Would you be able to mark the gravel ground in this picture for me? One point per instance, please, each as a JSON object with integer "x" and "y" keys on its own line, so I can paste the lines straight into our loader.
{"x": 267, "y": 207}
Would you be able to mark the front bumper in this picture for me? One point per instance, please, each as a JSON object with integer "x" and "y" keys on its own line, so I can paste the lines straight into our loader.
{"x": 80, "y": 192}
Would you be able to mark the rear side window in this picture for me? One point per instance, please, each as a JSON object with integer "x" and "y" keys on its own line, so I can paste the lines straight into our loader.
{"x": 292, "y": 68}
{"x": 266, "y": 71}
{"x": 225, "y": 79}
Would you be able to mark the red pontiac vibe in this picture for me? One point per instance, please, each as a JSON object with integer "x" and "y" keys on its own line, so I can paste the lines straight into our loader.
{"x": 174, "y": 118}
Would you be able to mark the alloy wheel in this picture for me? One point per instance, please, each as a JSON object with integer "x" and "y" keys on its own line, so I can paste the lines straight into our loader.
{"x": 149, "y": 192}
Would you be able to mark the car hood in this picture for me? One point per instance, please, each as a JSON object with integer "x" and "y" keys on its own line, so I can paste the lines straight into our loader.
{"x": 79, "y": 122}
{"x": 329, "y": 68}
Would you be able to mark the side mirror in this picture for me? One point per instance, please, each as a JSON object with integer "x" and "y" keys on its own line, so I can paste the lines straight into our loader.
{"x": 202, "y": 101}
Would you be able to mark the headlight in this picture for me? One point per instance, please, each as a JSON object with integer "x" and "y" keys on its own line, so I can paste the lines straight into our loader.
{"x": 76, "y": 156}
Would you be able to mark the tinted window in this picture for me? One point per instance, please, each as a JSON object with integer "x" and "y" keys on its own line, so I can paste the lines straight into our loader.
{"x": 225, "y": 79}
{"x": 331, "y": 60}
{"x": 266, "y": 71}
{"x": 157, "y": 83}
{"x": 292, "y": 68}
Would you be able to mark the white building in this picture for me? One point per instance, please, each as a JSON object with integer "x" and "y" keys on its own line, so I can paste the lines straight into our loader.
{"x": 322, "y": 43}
══════════════════════════════
> What to produce: Render the whole listing above as a two-column CSV headed text and points. Each row pairs one line of wording with all the coordinate lines beneath it, both as quoted fields, with line breaks turned into spaces.

> The answer:
text,points
"Would you be able to mark the gravel ground in this picture for me? One point per instance, please, each as a JSON object with integer ""x"" and ""y"" keys on its own line, so I can paste the lines straight into our loader.","{""x"": 267, ""y"": 207}"
"Would you be able to mark the front bumper in this picture for me? One point per instance, please, each as a JSON object with integer ""x"" and ""y"" keys on its own line, so I can paste the lines straight into our loader.","{""x"": 80, ""y"": 192}"
"Would you be able to mark the rear side window in this picture for me? One point per instance, please, each as a JSON object with integer ""x"" and ""y"" keys on its own line, so I can paste the lines straight into our loader.","{""x"": 292, ""y"": 68} {""x"": 266, ""y"": 71} {""x"": 225, ""y"": 79}"
"Would you be able to mark the red pontiac vibe in this picture for me? One point per instance, please, each as a JSON object with integer ""x"" and ""y"" keys on its own line, so I can paste the lines straight into our loader.","{""x"": 174, ""y"": 118}"
"Would you be able to mark the alloy wheel in this picture for me? One point per instance, please, each as a JSON object with integer ""x"" and ""y"" keys on its own line, so I can paste the lines straight into our loader.","{""x"": 149, ""y"": 192}"
"Would you be able to mark the car hood in this picture for me? One point per instance, please, each as a JSON object with integer ""x"" and ""y"" keys on its own line, so I can paste the lines straight into our loader.","{""x"": 79, ""y"": 122} {""x"": 329, ""y"": 68}"
"Would you be able to mark the side mirror in this picture for me? One point per instance, please, each as a JSON object with integer ""x"" and ""y"" keys on its own line, so I can paste the lines straight into our loader.","{""x"": 202, ""y"": 101}"
"Would you be able to mark the headlight in this picture for me? One point per instance, please, each as a JSON object with integer ""x"" and ""y"" keys on its own line, so I can paste the lines straight into our loader.","{""x"": 76, ""y"": 156}"
"Would you be able to mark the tinted window in this picture for me? One point per instance, please, each as a JSON object with integer ""x"" and ""y"" keys on its own line, so I can paste the lines straight into our loader.","{""x"": 225, ""y"": 79} {""x"": 331, ""y"": 60} {""x"": 266, ""y"": 71} {""x"": 157, ""y"": 83} {""x"": 292, ""y"": 68}"
"Would you be able to mark the white building in this picture for me? One point per instance, please, each as a JSON object with integer ""x"" and ""y"" keys on its own line, so I can paste the lines straight into our loader.","{""x"": 322, ""y"": 43}"